■ **Instructions to follow**
Rewrite all the material below with "instance" swapped for "occurrence", keeping everything else the same and leaving out the pictures.

----- Data section

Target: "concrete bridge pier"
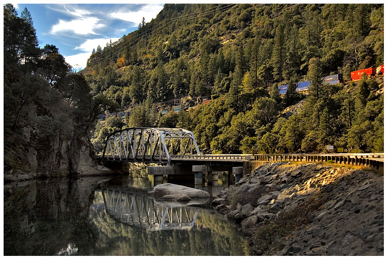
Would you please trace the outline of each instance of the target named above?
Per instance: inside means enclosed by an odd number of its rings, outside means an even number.
[[[235,183],[239,182],[241,178],[243,177],[243,169],[244,167],[233,167],[232,172],[236,180]]]
[[[194,173],[194,185],[202,186],[205,182],[204,182],[204,177],[206,178],[208,174],[208,169],[206,165],[193,165],[192,170]]]
[[[218,186],[218,174],[224,173],[223,171],[213,171],[212,172],[212,185],[213,187]]]

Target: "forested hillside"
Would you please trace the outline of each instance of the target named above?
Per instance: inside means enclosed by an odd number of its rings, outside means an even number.
[[[166,4],[137,30],[96,46],[82,72],[94,95],[132,112],[98,123],[96,150],[109,132],[143,126],[193,131],[206,153],[319,152],[327,145],[382,152],[382,78],[330,85],[322,78],[342,74],[348,82],[352,71],[383,64],[383,11],[382,4]],[[306,80],[309,95],[291,90],[280,98],[278,86]],[[197,106],[204,96],[212,101]],[[174,98],[182,109],[162,115]],[[303,99],[298,113],[281,113]]]
[[[93,162],[90,129],[115,105],[93,96],[56,46],[39,48],[26,8],[20,16],[11,4],[4,11],[5,180],[73,176],[81,149]]]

----------

■ **Solution**
Target: "concrete bridge pier"
Would you please trace the outline of each occurrence of the target named above?
Per occurrence: inside means enclosed by an odd number of its rings, outside means an even number.
[[[235,183],[239,182],[241,178],[243,177],[243,169],[244,167],[233,167],[232,172],[236,180]]]
[[[194,173],[194,185],[202,186],[205,182],[204,182],[204,177],[206,178],[208,174],[208,169],[206,165],[193,165],[192,170]]]
[[[218,186],[218,174],[224,173],[223,171],[213,171],[212,172],[212,185],[213,187]]]

Target: "forested hillside"
Would you please trace the outline of each occurrence of the target named above?
Per occurrence: inside means enclosed by an odd number of its rings, outside means an even number.
[[[166,4],[137,30],[96,46],[82,72],[94,95],[132,112],[98,123],[96,150],[109,132],[143,126],[193,131],[206,153],[319,152],[327,145],[382,152],[382,78],[330,85],[322,78],[342,74],[348,82],[352,71],[383,64],[383,11],[382,4]],[[306,80],[309,95],[291,90],[280,98],[278,86]],[[197,106],[204,96],[212,101]],[[174,98],[182,109],[162,115]],[[303,99],[298,113],[281,113]]]
[[[93,162],[90,129],[115,105],[93,96],[56,46],[39,48],[26,8],[20,16],[11,4],[4,11],[5,180],[73,176],[81,149]]]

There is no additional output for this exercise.